Location identification entries:
......

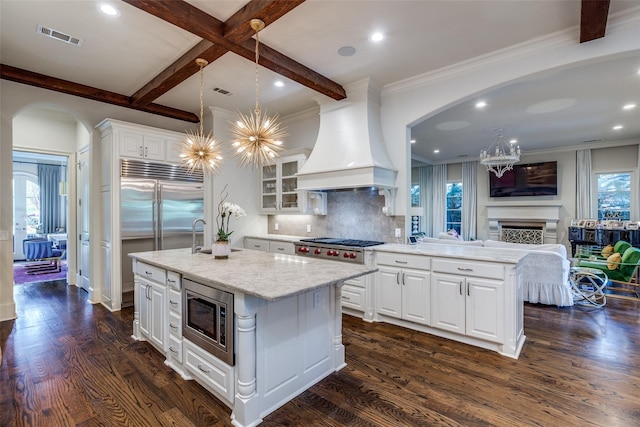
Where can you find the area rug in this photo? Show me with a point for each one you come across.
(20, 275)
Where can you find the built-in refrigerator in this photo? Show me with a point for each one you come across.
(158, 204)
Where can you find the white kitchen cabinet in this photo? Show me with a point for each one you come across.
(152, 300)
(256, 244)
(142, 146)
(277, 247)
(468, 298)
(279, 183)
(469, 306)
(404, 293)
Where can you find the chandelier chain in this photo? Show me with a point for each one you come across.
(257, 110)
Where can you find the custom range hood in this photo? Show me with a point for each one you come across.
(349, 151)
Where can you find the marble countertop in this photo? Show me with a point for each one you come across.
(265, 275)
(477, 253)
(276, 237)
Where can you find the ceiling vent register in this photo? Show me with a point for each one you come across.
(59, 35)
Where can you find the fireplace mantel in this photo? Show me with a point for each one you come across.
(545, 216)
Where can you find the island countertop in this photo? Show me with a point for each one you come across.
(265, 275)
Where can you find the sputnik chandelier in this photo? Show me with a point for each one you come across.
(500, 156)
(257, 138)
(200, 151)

......

§ **WHAT TO DO**
Rewrite the material from the line containing "Where can you find the chandelier" through the end, substituting "spot" for "come across" and leaving everything else unchanged. Give only those lines.

§ **EXPECTED ANSWER**
Where can you find the chandelier chain in this photo? Show me with a point for each one you spot.
(257, 110)
Where can you find the custom range hood in this photo? Show me with a point for each one you spot.
(349, 151)
Where can you find the marble countertop in this photo? Show me with a point for each one you spot.
(265, 275)
(477, 253)
(276, 237)
Where can you find the ceiling vent register in this photo? Show me with a point for each one you spot.
(59, 35)
Where can you find the fireplace mantel in this photo? Show me with a point for each one you spot.
(545, 216)
Where can you find the island countertop in this photo? Show me with a point for each one you spot.
(265, 275)
Where can you find the sputnik chandelier in this photo? Show me with a point for each one you spot.
(500, 156)
(257, 138)
(200, 151)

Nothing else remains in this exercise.